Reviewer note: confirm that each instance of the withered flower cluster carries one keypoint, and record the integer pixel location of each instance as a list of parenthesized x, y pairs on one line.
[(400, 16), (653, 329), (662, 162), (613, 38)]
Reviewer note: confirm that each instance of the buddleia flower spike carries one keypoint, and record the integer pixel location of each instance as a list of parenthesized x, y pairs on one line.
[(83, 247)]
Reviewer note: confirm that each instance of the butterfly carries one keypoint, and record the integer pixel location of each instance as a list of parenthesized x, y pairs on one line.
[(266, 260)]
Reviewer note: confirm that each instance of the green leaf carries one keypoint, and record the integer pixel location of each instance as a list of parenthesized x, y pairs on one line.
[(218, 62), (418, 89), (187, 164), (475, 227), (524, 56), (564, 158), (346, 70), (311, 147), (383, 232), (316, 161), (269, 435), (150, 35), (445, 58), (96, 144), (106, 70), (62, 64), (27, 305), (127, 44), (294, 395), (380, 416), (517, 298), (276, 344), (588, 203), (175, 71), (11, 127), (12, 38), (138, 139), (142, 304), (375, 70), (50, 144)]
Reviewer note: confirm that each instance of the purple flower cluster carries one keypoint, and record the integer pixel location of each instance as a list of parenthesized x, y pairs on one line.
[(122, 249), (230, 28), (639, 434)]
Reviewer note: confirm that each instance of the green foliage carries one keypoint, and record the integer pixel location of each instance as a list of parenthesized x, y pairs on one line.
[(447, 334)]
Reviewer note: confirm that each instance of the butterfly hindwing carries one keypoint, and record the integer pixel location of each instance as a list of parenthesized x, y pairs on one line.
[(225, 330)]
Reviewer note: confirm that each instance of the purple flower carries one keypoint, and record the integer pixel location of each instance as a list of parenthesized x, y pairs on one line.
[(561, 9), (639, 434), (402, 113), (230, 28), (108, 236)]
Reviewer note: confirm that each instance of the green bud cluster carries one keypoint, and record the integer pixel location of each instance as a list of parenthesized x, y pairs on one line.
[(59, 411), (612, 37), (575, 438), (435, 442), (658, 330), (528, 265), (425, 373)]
────────
**Problem to solve**
In this exercise, reproduce each line above exactly.

**Problem solution**
Reviewer note: confirm that each instance of the withered flower cluster carries one keypoint, and record the integer pixel location of each instance as a list of parenthesized x, y pairs on one line.
[(400, 16), (653, 329), (662, 162), (613, 38)]
Reviewer note: confirm that each instance of the buddleia flower spike carries one keypoint, and record the integer pixel location of each instance as a list of parenthesized x, y pairs on one line.
[(83, 247)]
Reviewer note: confirm that each instance of the butterfly carries one keypoint, and record the integer pixel location of each instance as a list of parenthesized x, y pairs on one line.
[(266, 260)]
Reviewer note: confirm that each instance of the green leaf carries one keypoint, and record the integer pixel location of each instance as a list of parenthesized x, y pairs on one line.
[(218, 62), (418, 89), (187, 164), (475, 227), (524, 56), (564, 158), (346, 70), (311, 147), (383, 232), (316, 161), (269, 435), (150, 35), (445, 58), (96, 144), (106, 70), (62, 64), (27, 305), (127, 44), (294, 395), (380, 416), (517, 298), (276, 344), (588, 203), (175, 71), (11, 127), (12, 38), (138, 139), (142, 304), (375, 70), (50, 144)]
Reviewer note: confirm that each instance of the purple flower cluster carries one keypoint, and record the integer pixel location of each instance as a list of parenthesized x, y pairs on one line.
[(122, 249), (230, 28), (639, 434)]
Reviewer note: confirm that each instance of the green foliage carries one keypoint, and record the integer pixel location of each instance as a list of parenthesized x, y pairs on one line.
[(447, 334)]
Reviewer note: confirm that each instance of the butterfly hindwing carries one keypoint, and record the integer pixel location of each instance as a list of parenthesized x, y pairs on one line.
[(225, 330)]
Reviewer note: confirm that each instance of the purple flower carries one keypoint, and record the integer pixel location of each instance as a list of parenthesized x, y pairs on one line.
[(561, 9), (639, 434), (402, 113), (230, 28), (108, 236)]
Reviewer note: confirm that each instance of the green bud cluster carries one keypoint, and record the integer pixel location of each instance as a list of parenthesized x, y pairs on one line.
[(59, 411), (612, 37), (575, 438), (435, 442), (658, 330), (528, 265), (425, 373)]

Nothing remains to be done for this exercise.